> **DATASET EXTRACT**
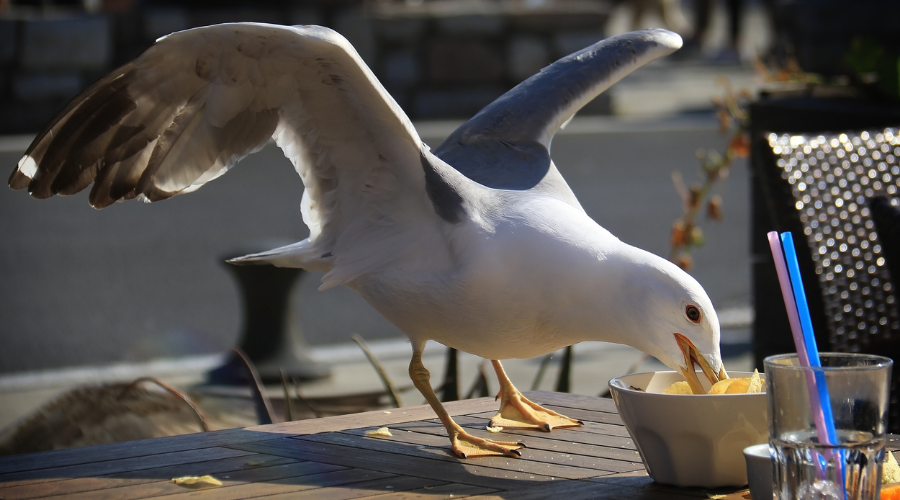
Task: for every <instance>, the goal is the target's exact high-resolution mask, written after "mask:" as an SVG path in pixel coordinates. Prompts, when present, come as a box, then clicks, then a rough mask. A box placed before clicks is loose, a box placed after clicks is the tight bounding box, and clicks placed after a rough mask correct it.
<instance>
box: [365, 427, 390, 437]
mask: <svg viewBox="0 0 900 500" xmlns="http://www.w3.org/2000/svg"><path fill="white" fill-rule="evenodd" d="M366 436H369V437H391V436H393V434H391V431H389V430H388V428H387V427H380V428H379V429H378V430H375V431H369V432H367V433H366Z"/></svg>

--

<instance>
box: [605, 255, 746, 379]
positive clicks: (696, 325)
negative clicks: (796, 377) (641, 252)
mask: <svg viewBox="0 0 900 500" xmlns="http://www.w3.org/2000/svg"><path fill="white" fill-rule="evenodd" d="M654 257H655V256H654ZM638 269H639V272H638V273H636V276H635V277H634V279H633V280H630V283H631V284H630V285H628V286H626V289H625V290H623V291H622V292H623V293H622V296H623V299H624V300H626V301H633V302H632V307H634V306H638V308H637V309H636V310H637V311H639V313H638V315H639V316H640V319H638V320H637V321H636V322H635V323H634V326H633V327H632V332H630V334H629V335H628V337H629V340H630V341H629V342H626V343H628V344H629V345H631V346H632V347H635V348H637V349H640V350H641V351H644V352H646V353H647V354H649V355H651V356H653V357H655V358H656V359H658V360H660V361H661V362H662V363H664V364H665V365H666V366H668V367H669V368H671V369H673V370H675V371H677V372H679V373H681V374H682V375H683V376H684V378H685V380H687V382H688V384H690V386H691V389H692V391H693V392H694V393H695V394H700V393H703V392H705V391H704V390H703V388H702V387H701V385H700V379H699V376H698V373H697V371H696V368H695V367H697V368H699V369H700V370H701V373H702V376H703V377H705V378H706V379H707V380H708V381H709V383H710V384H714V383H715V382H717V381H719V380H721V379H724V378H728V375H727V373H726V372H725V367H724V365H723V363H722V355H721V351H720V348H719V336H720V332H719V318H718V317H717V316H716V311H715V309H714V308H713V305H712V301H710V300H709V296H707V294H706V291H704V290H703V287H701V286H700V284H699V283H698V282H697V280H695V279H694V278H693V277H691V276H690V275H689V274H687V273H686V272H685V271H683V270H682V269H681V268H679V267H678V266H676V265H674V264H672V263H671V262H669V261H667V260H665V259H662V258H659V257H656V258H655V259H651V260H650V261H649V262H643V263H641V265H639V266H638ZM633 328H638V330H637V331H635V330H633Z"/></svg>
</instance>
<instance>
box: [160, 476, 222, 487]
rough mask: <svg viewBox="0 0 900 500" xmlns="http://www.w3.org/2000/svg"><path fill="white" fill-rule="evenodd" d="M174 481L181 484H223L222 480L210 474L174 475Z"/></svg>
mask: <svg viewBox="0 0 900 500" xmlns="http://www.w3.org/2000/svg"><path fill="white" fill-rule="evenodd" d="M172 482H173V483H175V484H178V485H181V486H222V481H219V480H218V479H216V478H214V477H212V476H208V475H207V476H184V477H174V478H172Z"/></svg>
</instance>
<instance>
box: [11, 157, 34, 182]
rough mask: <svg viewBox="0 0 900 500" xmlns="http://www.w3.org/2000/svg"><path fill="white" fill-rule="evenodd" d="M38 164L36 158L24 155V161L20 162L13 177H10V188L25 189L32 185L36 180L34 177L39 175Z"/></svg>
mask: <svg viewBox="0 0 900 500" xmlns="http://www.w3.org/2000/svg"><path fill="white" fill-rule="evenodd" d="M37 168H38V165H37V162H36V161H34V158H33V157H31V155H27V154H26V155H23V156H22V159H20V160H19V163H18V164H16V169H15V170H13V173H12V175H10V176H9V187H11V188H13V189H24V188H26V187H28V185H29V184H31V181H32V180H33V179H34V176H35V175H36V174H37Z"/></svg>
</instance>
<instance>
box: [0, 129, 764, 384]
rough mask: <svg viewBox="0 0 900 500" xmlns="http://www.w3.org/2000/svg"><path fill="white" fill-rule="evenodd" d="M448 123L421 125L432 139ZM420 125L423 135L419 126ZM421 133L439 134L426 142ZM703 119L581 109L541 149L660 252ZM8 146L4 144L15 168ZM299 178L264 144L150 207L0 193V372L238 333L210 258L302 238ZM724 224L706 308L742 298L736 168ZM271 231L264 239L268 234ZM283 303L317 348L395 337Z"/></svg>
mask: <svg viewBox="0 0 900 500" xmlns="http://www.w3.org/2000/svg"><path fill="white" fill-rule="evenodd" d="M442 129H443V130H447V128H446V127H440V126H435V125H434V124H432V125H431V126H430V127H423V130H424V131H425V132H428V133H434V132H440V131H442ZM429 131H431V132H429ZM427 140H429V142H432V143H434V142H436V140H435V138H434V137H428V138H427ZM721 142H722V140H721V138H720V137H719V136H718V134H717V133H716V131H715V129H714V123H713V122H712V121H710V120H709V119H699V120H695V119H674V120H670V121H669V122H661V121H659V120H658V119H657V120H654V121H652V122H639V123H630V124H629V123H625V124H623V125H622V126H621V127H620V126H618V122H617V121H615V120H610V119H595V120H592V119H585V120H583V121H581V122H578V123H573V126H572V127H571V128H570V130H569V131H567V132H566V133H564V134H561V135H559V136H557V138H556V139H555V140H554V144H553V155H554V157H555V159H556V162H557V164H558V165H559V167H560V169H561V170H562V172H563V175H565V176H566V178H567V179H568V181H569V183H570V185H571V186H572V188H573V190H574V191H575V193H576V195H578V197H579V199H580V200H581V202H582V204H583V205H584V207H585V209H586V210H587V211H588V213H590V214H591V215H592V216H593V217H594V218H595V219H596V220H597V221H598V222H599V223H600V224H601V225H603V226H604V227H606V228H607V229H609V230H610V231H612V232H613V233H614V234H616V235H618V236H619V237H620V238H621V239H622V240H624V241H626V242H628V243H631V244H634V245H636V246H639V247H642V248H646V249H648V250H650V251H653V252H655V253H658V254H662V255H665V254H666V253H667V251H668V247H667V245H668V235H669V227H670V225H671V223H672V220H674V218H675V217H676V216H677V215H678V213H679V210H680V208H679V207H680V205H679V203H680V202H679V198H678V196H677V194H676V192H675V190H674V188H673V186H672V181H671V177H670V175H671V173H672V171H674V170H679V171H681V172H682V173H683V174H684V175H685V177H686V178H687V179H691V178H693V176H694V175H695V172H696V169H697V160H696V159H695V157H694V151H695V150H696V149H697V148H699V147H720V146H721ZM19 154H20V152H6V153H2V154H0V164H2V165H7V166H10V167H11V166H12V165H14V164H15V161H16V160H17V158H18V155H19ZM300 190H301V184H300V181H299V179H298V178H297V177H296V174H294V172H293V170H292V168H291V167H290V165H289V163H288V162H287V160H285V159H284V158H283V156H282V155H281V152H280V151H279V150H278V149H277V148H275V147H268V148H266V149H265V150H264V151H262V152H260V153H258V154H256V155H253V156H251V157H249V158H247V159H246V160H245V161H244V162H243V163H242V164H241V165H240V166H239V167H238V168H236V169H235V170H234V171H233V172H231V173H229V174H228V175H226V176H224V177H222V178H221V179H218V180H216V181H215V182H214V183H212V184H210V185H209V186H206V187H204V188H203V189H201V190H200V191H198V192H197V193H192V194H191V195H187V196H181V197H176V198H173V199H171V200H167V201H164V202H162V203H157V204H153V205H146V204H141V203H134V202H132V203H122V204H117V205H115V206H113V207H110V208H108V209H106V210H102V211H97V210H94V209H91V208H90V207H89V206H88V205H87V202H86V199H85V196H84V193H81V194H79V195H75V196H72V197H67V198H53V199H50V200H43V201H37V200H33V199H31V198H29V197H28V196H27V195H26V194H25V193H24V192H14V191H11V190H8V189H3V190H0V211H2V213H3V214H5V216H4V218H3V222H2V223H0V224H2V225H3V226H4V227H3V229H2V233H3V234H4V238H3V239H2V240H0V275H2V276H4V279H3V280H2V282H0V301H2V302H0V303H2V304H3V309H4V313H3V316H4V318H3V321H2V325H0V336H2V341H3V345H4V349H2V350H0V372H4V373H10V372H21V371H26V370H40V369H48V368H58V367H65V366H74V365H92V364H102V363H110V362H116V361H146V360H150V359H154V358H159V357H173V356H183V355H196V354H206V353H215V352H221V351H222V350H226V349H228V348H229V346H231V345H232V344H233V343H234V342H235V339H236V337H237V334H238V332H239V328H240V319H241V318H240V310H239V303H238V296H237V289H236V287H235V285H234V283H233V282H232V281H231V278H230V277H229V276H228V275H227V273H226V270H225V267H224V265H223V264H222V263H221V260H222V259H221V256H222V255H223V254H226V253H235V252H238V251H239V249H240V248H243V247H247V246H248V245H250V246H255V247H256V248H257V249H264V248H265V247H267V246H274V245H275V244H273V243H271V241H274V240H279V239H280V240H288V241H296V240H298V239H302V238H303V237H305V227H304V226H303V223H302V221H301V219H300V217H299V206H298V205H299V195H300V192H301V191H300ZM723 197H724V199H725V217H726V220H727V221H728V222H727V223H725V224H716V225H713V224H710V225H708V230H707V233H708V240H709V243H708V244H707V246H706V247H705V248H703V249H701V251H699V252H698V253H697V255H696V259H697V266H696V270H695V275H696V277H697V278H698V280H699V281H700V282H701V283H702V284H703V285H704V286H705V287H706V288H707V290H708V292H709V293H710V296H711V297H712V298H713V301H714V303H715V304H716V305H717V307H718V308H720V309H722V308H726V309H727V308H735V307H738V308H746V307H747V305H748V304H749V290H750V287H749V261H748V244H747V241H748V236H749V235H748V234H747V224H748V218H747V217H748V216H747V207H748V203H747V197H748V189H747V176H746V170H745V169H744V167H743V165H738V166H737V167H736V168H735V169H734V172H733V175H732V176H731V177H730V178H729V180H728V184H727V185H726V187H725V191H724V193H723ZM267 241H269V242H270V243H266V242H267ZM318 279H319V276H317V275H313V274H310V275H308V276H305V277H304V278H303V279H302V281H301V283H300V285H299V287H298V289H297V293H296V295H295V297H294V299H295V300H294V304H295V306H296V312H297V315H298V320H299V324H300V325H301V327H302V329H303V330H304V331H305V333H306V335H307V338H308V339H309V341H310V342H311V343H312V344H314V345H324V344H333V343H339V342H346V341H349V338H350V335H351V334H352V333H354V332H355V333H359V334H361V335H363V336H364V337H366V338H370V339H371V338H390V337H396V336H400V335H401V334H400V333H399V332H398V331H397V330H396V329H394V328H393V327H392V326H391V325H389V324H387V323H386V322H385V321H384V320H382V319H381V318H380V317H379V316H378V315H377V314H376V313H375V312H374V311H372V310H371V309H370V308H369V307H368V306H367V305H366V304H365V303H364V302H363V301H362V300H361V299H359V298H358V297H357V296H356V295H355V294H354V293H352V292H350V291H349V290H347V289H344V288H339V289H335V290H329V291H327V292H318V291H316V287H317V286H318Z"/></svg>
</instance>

> **WHAT IS REQUIRED**
Please change "rough mask" to "coarse mask" in the lines from the one with "Task: for every" to the one with "box: [365, 427, 390, 437]", leaving everything else unchanged. Return only those lines.

> **EXERCISE RESPONSE**
Task: for every <instance>, the goal is the target's exact high-resolution mask, written after "mask:" as an SVG path in pixel coordinates. Prompts, when present, come as a box, then clicks, then a coarse mask. A box placed before clicks is loose, a box placed after clicks is the tight bounding box, and clicks placed after a coarse mask correct it.
<instance>
box: [365, 427, 390, 437]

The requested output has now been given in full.